**EXTRAIT CHOISI:**
▼

La manière brutale et irréfléchie de nous imposer une augmentation drastique au mois d’août[1]a constitué une agression sans précédent contre les écoles privées et a laissé ces écoles dans la tourmente. Les responsables politiques ont très mal géré ce dossier et n’ont pas pris en compte les intérêts élémentaires de l’ensemble de la population. D’un côté, ils ont voté hâtivement la loi 46 sans prévoir ses conséquences désastreuses sur les parents d’élèves, de l’autre, ils ont laissé le champ libre au syndicat des enseignants d’interpréter la loi à sa manière et de paralyser les écoles par une série de grèves pour accélérer le paiement de l’augmentation. À travers les médias, une guerre sans précédent a été livrée contre les écoles catholiques, faisant porter à ces écoles la responsabilité de tous les maux du pays… À entendre les médias parler du dossier scolaire, on croirait que les écoles catholiques sont responsables de la crise économique, du déplacement des Libanais et de toutes sortes de maux financiers du pays. Il s’est avéré que le premier souci de nos responsables politiques était la victoire aux prochaines élections législatives où les professeurs exerceraient, d’après eux, une grande influence. Selon leurs calculs politiques, les parents d’élèves, dont le nombre dépasse au moins dix fois l’ensemble du corps professoral, n’auraient aucune influence réelle sur ces fameuses élections ! Je peux témoigner et dire que nous n’avons trouvé aucun député ou responsable pour nous aider vraiment à traverser la crise… Beaucoup de promesses nous ont été faites ; aucune action réelle n’a été entreprise ! Le secteur privé au Liban a été livré à lui-même… comme si nous n’avions pas de responsables politiques capables de défendre la noble mission de l’éducation au Liban. Ils sont incapables de voir les effets historiques irréversibles sur la qualité de l’éducation et sur la population qui en profitera.

▲

**DONNÉES FOURNIES:**
▼

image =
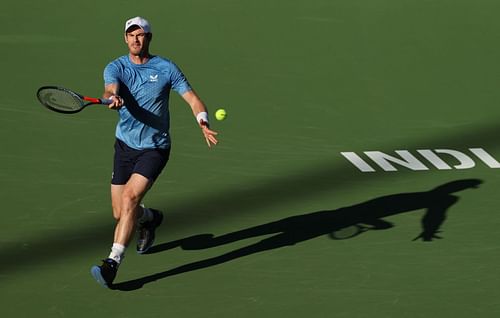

▲

Citez intégralement l'extrait sur la crise des écoles privées au Liban, sans y apporter le moindre changement. Le matériel ci-dessus n'est pas utile ici.

**CORRIGÉ:**
La manière brutale et irréfléchie de nous imposer une augmentation drastique au mois d’août[1]a constitué une agression sans précédent contre les écoles privées et a laissé ces écoles dans la tourmente. Les responsables politiques ont très mal géré ce dossier et n’ont pas pris en compte les intérêts élémentaires de l’ensemble de la population. D’un côté, ils ont voté hâtivement la loi 46 sans prévoir ses conséquences désastreuses sur les parents d’élèves, de l’autre, ils ont laissé le champ libre au syndicat des enseignants d’interpréter la loi à sa manière et de paralyser les écoles par une série de grèves pour accélérer le paiement de l’augmentation. À travers les médias, une guerre sans précédent a été livrée contre les écoles catholiques, faisant porter à ces écoles la responsabilité de tous les maux du pays… À entendre les médias parler du dossier scolaire, on croirait que les écoles catholiques sont responsables de la crise économique, du déplacement des Libanais et de toutes sortes de maux financiers du pays. Il s’est avéré que le premier souci de nos responsables politiques était la victoire aux prochaines élections législatives où les professeurs exerceraient, d’après eux, une grande influence. Selon leurs calculs politiques, les parents d’élèves, dont le nombre dépasse au moins dix fois l’ensemble du corps professoral, n’auraient aucune influence réelle sur ces fameuses élections ! Je peux témoigner et dire que nous n’avons trouvé aucun député ou responsable pour nous aider vraiment à traverser la crise… Beaucoup de promesses nous ont été faites ; aucune action réelle n’a été entreprise ! Le secteur privé au Liban a été livré à lui-même… comme si nous n’avions pas de responsables politiques capables de défendre la noble mission de l’éducation au Liban. Ils sont incapables de voir les effets historiques irréversibles sur la qualité de l’éducation et sur la population qui en profitera.